ASIC Handoff Gets Physical As Front And Back Ends Converge

Dec. 9, 2002
The clean separation between logical and physical design is gone. RTL designers must think about implementation or suffer the consequences.

True or false: ASIC design follows a very straightforward path that begins with high-level architectural definition. It proceeds through RTL design and preliminary floorplanning. After synthesis, the resulting timing-verified, gate-level netlist is handed to the ASIC vendor, who takes over with more floorplanning, detailed place and route, and output of GDSII for fabrication. As a rule, register transfer level (RTL) designers don't care about implementation, and place-and-route experts don't give much thought to what's in the RTL.

If you answered "true" to all, or even most, of the above, you may, at best, be designing very simple and relatively slow ASICs in 0.35-µm process technology. At worst, you could be sitting on a more ambitious ASIC design that will never see the light of day. If, however, something didn't ring quite right, it's probably because you've woken up to the reality of ASIC design in the third millennium.

That reality is this: At 130-nm and smaller process ge-ometries, the days of the nice, clean handoff of a gate-level netlist to an ASIC vendor are very much over. Even if ASIC design meth-odologies never vary from the tried-and-true formula of gate-level netlist handoff, something has to give.

[Rows from a dataset]
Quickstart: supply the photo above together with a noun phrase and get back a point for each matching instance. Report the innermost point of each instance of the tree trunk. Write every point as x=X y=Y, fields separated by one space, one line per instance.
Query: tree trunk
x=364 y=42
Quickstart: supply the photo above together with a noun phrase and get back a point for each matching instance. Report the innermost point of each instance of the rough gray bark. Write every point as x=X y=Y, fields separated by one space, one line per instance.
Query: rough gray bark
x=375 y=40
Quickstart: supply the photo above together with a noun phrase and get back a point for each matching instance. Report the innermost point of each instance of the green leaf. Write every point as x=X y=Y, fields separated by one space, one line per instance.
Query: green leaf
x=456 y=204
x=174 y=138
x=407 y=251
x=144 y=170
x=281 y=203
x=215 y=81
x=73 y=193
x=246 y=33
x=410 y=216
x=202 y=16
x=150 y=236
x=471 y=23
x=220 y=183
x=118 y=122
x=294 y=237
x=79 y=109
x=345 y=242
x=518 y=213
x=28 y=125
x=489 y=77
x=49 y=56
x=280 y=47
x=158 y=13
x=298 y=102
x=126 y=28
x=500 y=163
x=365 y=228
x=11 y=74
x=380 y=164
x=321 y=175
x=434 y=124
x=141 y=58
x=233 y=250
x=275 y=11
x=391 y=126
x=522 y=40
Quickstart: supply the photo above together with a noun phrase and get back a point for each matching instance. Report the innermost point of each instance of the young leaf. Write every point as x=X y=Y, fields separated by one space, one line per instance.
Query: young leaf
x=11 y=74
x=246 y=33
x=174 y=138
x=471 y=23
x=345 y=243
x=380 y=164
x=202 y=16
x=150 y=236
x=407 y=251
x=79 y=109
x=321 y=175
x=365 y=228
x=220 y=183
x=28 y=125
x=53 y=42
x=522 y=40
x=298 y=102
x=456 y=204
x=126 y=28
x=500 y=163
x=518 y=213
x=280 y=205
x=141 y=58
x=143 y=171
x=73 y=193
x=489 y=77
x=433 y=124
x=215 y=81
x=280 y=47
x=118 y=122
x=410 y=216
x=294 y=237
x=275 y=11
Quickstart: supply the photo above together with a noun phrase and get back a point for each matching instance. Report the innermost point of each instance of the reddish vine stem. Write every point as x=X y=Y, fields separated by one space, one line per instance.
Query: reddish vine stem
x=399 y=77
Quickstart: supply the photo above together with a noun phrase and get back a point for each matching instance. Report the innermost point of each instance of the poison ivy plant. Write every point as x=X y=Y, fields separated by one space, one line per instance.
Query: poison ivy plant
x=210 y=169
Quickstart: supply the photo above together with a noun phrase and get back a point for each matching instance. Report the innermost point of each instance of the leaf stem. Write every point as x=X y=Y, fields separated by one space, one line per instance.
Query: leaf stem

-- PROBLEMS TO WORK ON --
a: According to the ASIC handoff article, at what process sizes are the days of a clean gate-level netlist handoff to an ASIC vendor over?
b: Sum up the ASIC handoff article in two sentences.
c: Extend the ASIC handoff article past its last sentence.

-- TASK-BY-TASK RESULTS --
a: At 130 nm and smaller.

b: The clean separation between logical and physical ASIC design is gone, so RTL designers must think about implementation or suffer the consequences. At 130-nm and smaller processes, the nice, clean handoff of a gate-level netlist to an ASIC vendor is over, and something has to give.

c:
ASIC vendors are finding that the gate-level netlist, based as it typically is on statistical wire-load models, doesn't convey nearly enough information for accurate delay calculations. In this day of interconnect delays that easily swamp gate delays in terms of their overall contribution to timing, the traditional gate-level netlist is a recipe for disaster. More often than not, the result is an endless cycle of iteration from synthesis to floorplanning and global placement and routing, back to synthesis, in an effort to achieve timing goals (Fig. 1).

According to Dave Reed, vice president of solution delivery at Monterey Design Systems, "Starting at 0.35 µm, and certainly by 0.18 µm, you had to look not just at a statistical wire-load model, but also at the physical placement, to get an idea of what the wire length was going to be, so you could accurately model the delay. The problem is, for sure with 0.13 µm already and, no doubt, 90 nm, just knowing the placement isn't nearly enough to have all you need to know to close the design. You need to get information from the routing world too."

It appears that at least one of two things must happen in the ASIC flow as process geometries drop to 130 nm and smaller. RTL designers must develop an awareness of, and a methodology for ascertaining, the effects on implementation of their RTL code. Some tout such techniques as the only way out of the iteration quagmire that plagues traditional methodologies. Tools that analyze RTL to look ahead to its impact on physical implementation are beginning to make their presence felt. Others that build virtual prototypes from RTL to examine how delays will shake out promise to break the synthesis/place-and-route iteration deadlock.

Less certain, but still worth examining, is the need for a shift in the point at which ASIC designs are handed off for implementation. Some would have ASIC design teams pass their designs over for implementation at a higher level of abstraction than a synthesized, gate-level netlist. Proponents of RTL handoff point to the advantages of not separating synthesis from place and route as is done in the traditional front/back-end split.

Others would take the handoff point to a place farther down the road to implementation, suggesting that the synthesized netlist should be brought down to the level of placed gates. Placement-based handoff, as this is sometimes called, would by necessity include a global route. Going in this direction would, at least, give the designers more to go on in terms of physical information and, it's thought, a better shot at timing closure.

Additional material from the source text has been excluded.